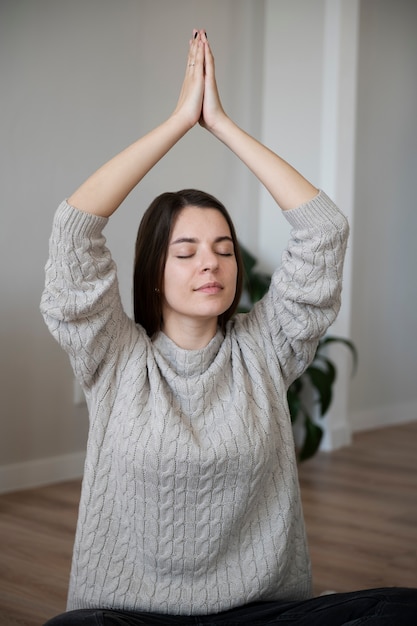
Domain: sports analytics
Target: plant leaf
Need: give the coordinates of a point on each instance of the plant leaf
(312, 439)
(294, 401)
(322, 381)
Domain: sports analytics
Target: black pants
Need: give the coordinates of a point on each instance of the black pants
(373, 607)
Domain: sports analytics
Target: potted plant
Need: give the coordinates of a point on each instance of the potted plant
(312, 392)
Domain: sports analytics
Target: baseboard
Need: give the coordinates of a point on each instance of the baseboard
(41, 472)
(370, 419)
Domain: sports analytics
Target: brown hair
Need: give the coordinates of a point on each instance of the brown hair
(151, 251)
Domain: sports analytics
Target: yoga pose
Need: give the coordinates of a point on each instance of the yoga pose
(190, 509)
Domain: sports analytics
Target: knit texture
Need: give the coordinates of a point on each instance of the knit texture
(190, 501)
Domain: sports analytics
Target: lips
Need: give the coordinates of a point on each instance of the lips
(212, 287)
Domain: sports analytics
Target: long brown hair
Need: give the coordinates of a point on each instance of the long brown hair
(151, 251)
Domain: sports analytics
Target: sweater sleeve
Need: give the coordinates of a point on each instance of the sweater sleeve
(81, 303)
(305, 292)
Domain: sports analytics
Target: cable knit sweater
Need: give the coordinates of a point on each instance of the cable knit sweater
(190, 501)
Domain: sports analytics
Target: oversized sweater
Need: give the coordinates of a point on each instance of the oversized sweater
(190, 501)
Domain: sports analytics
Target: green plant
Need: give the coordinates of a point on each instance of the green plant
(315, 386)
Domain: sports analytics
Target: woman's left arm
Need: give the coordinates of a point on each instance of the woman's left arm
(287, 186)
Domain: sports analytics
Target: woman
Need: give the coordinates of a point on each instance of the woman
(190, 510)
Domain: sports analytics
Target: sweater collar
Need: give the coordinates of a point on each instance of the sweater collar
(187, 362)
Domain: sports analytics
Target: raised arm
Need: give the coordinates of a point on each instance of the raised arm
(288, 188)
(105, 190)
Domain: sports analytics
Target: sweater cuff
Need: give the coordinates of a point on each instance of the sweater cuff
(321, 211)
(79, 223)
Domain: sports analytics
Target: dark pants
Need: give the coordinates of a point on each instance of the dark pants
(373, 607)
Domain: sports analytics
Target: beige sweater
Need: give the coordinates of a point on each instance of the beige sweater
(190, 501)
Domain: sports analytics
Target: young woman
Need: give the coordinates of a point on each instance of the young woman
(190, 510)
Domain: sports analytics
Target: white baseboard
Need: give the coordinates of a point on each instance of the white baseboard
(369, 419)
(41, 472)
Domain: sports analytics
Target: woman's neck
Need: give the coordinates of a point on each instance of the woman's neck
(190, 334)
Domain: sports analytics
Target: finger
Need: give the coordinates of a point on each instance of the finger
(196, 54)
(192, 52)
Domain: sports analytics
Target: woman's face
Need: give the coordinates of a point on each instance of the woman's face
(201, 270)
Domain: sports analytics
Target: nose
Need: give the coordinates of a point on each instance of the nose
(210, 261)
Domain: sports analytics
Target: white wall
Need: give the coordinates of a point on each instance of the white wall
(82, 79)
(384, 239)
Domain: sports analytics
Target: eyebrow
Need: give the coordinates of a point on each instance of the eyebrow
(194, 240)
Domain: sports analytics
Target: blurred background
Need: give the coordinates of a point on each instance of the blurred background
(331, 85)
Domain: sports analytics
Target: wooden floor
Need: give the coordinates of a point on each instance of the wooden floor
(360, 505)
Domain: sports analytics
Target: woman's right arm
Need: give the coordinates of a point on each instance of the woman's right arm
(105, 190)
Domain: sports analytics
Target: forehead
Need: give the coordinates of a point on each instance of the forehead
(194, 221)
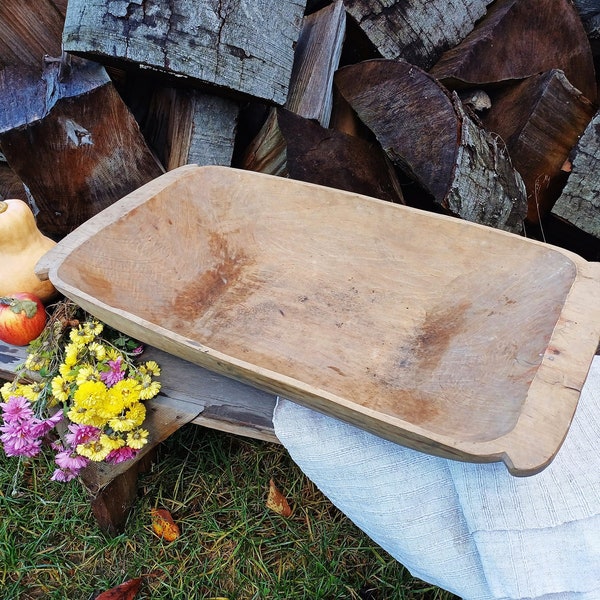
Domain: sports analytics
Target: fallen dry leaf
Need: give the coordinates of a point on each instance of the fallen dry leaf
(276, 501)
(125, 591)
(163, 524)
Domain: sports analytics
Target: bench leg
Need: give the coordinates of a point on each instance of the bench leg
(112, 503)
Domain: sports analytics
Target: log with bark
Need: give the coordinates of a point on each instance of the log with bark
(540, 119)
(316, 59)
(418, 31)
(186, 126)
(425, 132)
(579, 203)
(519, 39)
(243, 46)
(292, 146)
(72, 141)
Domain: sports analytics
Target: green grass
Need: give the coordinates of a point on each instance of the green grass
(231, 546)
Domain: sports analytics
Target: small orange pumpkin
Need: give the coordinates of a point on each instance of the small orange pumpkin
(22, 244)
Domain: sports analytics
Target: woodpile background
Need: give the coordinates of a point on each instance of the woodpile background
(486, 110)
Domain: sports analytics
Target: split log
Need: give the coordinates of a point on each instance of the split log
(520, 39)
(540, 119)
(316, 59)
(418, 31)
(187, 126)
(245, 46)
(10, 185)
(589, 11)
(426, 133)
(295, 147)
(579, 203)
(72, 141)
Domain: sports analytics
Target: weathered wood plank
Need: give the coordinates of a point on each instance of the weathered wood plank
(579, 203)
(189, 394)
(541, 120)
(245, 46)
(10, 185)
(299, 148)
(187, 126)
(425, 132)
(520, 39)
(316, 58)
(29, 29)
(418, 31)
(72, 141)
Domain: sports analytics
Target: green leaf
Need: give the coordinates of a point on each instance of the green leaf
(29, 307)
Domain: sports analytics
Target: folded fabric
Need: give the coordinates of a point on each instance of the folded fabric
(472, 529)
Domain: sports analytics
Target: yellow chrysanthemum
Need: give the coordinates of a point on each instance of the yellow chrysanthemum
(137, 439)
(80, 336)
(35, 362)
(61, 388)
(67, 371)
(128, 390)
(8, 390)
(90, 393)
(93, 328)
(98, 350)
(130, 419)
(149, 388)
(71, 353)
(87, 373)
(112, 404)
(113, 441)
(85, 416)
(151, 367)
(31, 391)
(96, 451)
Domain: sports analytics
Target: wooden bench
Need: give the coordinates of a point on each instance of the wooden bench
(189, 394)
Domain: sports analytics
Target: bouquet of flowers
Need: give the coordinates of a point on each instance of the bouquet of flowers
(84, 379)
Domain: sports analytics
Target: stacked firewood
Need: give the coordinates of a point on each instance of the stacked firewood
(485, 110)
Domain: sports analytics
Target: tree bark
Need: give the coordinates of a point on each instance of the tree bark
(520, 39)
(418, 31)
(187, 126)
(540, 120)
(425, 132)
(291, 146)
(316, 59)
(29, 29)
(579, 203)
(72, 141)
(244, 46)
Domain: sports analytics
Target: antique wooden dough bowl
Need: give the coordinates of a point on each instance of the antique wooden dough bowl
(439, 334)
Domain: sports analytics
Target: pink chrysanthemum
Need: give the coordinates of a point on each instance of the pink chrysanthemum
(63, 475)
(18, 439)
(81, 434)
(69, 460)
(41, 428)
(120, 455)
(18, 408)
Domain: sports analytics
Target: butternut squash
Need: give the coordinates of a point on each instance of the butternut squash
(22, 244)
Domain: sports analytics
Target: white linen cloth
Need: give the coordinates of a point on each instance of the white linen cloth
(472, 529)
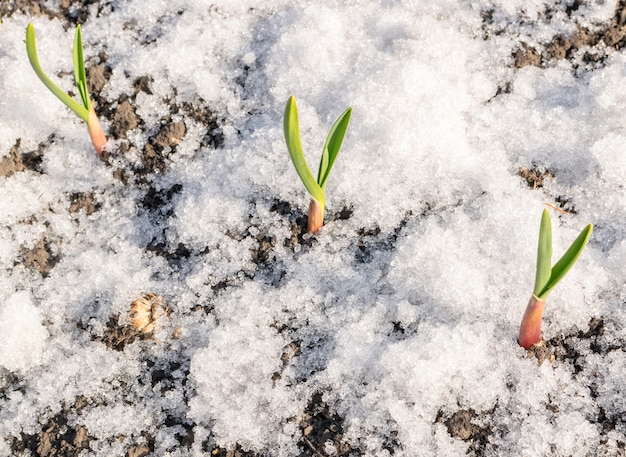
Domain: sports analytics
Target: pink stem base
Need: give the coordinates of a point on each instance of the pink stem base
(95, 132)
(530, 329)
(316, 217)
::::
◆ **Exercise instructions**: Give the material again exactly as it is, but keep the pictures out.

◆ **Completed task**:
Domain: sports analytics
Target: plant leaf
Need: give the coordinates of a point on each instance of the plant leaf
(312, 439)
(294, 401)
(322, 381)
Domain: sports analytics
Target: black pants
Need: give the coordinates of a point on each instance of the black pants
(373, 607)
Domain: sports analytics
Target: potted plant
Need: give the coordinates of a point on each instance of the potted plant
(312, 392)
Domain: sports analytics
Target: baseboard
Need: give the coordinates of a point on each instance of the baseboard
(41, 472)
(370, 419)
Domain: sports analytics
Target: brown hair
Need: give the coordinates of a point on each instance of the brown hair
(151, 251)
Domain: sports analytics
Target: yoga pose
Need: give the coordinates of a point on each instance of the yoga pose
(190, 509)
Domain: sports analytics
Target: knit texture
Need: give the coordinates of a point on each instance of the knit texture
(190, 501)
Domain: sports analytics
Target: lips
Need: give the coordinates of a point on each instance of the lips
(212, 287)
Domain: sports analytics
Target: long brown hair
Need: give the coordinates of a point on each instance of the long brown hair
(151, 251)
Domain: sports analytics
Target: sweater sleeve
Need: give the coordinates of a point on each instance of the sweater sleeve
(81, 303)
(305, 292)
Domain: sports analytics
Target: cable knit sweater
Need: give the coordinates of a point on each instance of the cable knit sweater
(190, 501)
Domain: sports analytics
Target: oversized sweater
Need: give the coordinates of a point on each instance of the oversized sweater
(190, 501)
Domain: sports analytics
Target: green plant
Need: give the coordinates of a point on each instance of the green plant
(315, 386)
Domain: sports analytics
Target: woman's left arm
Need: give the coordinates of a point on each instance of the woman's left arm
(287, 186)
Domain: sports analytics
Target: woman
Need: give the coordinates of a point on each instance of the woman
(190, 510)
Domain: sports analytics
Target: sweater collar
Need: give the coordinates of a point on each instance of the sweater collar
(187, 362)
Domain: sports analytics
Target: raised arm
Need: give the coordinates of a point on each instance of the raised arm
(288, 188)
(105, 190)
Domain: sports analytics
Target: sweater cuff
Need: give the coordinates of a point on each instance of the sweater cuff
(321, 211)
(79, 223)
Domain: sports analytics
Target: dark pants
Need: give the coordinates of a point on each instance of the dark pants
(373, 607)
Domain: sports analytics
Target: beige sweater
Need: give the coordinates of a point on each instance of the beige sweater
(190, 501)
Domain: sports analytics
Target: young woman
Need: give the coordinates of a point on each instance of the young woman
(190, 510)
Domain: sports analytics
Target: white baseboard
Need: give the coordinates of a point on each instance of the white baseboard
(369, 419)
(41, 472)
Domain: sports analytics
Target: woman's neck
Need: give the coordinates of a point on each instance of the woman's neck
(190, 334)
Domain: sports analytics
Target: finger
Need: give the coordinates of a point on each instance of the finger
(196, 54)
(192, 52)
Domain: sports analytics
Target: woman's face
Need: give the coordinates of a point on each instance of the woman's face
(201, 270)
Domain: sports analytics
Target: nose
Need: give the coordinates of a point on each instance of the nose
(210, 261)
Domain: sports analytics
Target: white wall
Need: give the coordinates of a point on each instance of the white wall
(82, 79)
(384, 239)
Domain: sports analytics
Target: eyebrow
Need: give the coordinates of a point on each instance of the eyebrow
(194, 240)
Domain: sports analytics
Target: blurred background
Need: give the coordinates of a point on each instance of the blurred background
(331, 85)
Domain: sports analytics
Target: wooden floor
Need: give the coordinates of a point on each instance of the wooden floor
(360, 505)
Domain: sports analytics
Target: woman's right arm
Need: give the coordinates of a point on each instance of the woman's right arm
(105, 190)
Domain: sports analytics
Target: forehead
Need: give the coordinates of a point on each instance of the forehead
(194, 221)
Domain: sports analytics
Target: fallen dry leaf
Need: give the coordinates of a point on each instance of the fallen dry leaf
(276, 501)
(125, 591)
(163, 524)
Domain: sports analytics
Target: bench leg
Need: give the coordinates of a point on each instance of the bench leg
(112, 503)
Domain: sports analytics
Target: log with bark
Need: give the coordinates of a point on each instance of the log with bark
(540, 119)
(316, 59)
(418, 31)
(186, 126)
(425, 132)
(579, 203)
(519, 39)
(243, 46)
(292, 146)
(72, 141)
Domain: sports analytics
Target: green grass
Need: give the coordinates of a point on each instance of the green grass
(231, 546)
Domain: sports analytics
Target: small orange pumpkin
Need: give the coordinates of a point on each instance of the small orange pumpkin
(22, 244)
Domain: sports analytics
Target: woodpile background
Need: give the coordinates of a point on each instance of the woodpile background
(486, 110)
Domain: sports analytics
Target: split log
Need: give the coordinates of a point on each instance of the split log
(520, 39)
(540, 119)
(316, 59)
(418, 31)
(187, 126)
(245, 46)
(10, 185)
(589, 11)
(426, 133)
(295, 147)
(579, 203)
(72, 141)
Domain: sports analytics
Target: weathered wood plank
Need: give the coordinates of a point on each instance of the weathered wood plank
(579, 203)
(189, 394)
(541, 120)
(245, 46)
(10, 185)
(299, 148)
(187, 126)
(425, 132)
(520, 39)
(316, 58)
(29, 29)
(418, 31)
(72, 141)
Domain: sports analytics
Target: green leaf
Need: give the coordinates of a point on each instance of the green leaf
(29, 307)
Domain: sports analytics
Target: folded fabric
Need: give the coordinates of a point on each instance of the folded fabric
(472, 529)
Domain: sports analytics
Target: yellow chrysanthemum
Need: give the coordinates of a point on each instance of the yellow chrysanthemum
(137, 439)
(80, 336)
(35, 362)
(61, 388)
(67, 371)
(128, 390)
(8, 390)
(90, 393)
(93, 328)
(98, 350)
(130, 419)
(149, 388)
(71, 353)
(87, 373)
(112, 404)
(113, 441)
(85, 416)
(151, 367)
(31, 391)
(96, 451)
Domain: sports analytics
Target: wooden bench
Need: give the coordinates of a point on each instance of the wooden bench
(189, 394)
Domain: sports analytics
Target: bouquet of flowers
Need: give the coordinates of a point on each instance of the bouquet of flowers
(84, 379)
Domain: sports analytics
Target: stacked firewood
Need: give the coordinates of a point on each instance of the stacked firewood
(485, 110)
Domain: sports analytics
Target: tree bark
Need: give the coordinates of a point on each instance of the tree bark
(520, 39)
(418, 31)
(187, 126)
(540, 120)
(425, 132)
(291, 146)
(316, 59)
(29, 29)
(579, 203)
(72, 141)
(244, 46)
Domain: sports analytics
Target: antique wooden dough bowl
Need: give the coordinates of a point on each instance of the antique wooden dough bowl
(439, 334)
Domain: sports analytics
Target: pink chrysanthemum
Need: give the coordinates of a point on each instance of the pink chrysanthemum
(63, 475)
(18, 439)
(81, 434)
(69, 460)
(41, 428)
(120, 455)
(18, 408)
Domain: sports analytics
Target: butternut squash
Need: give the coordinates of a point on each instance of the butternut squash
(22, 244)
Domain: sports analytics
Target: white linen cloth
Need: give the coordinates of a point on each instance of the white linen cloth
(472, 529)
Domain: sports analytics
Target: pink stem base
Need: give the coordinates of a point on each instance of the pink stem base
(95, 132)
(530, 329)
(316, 217)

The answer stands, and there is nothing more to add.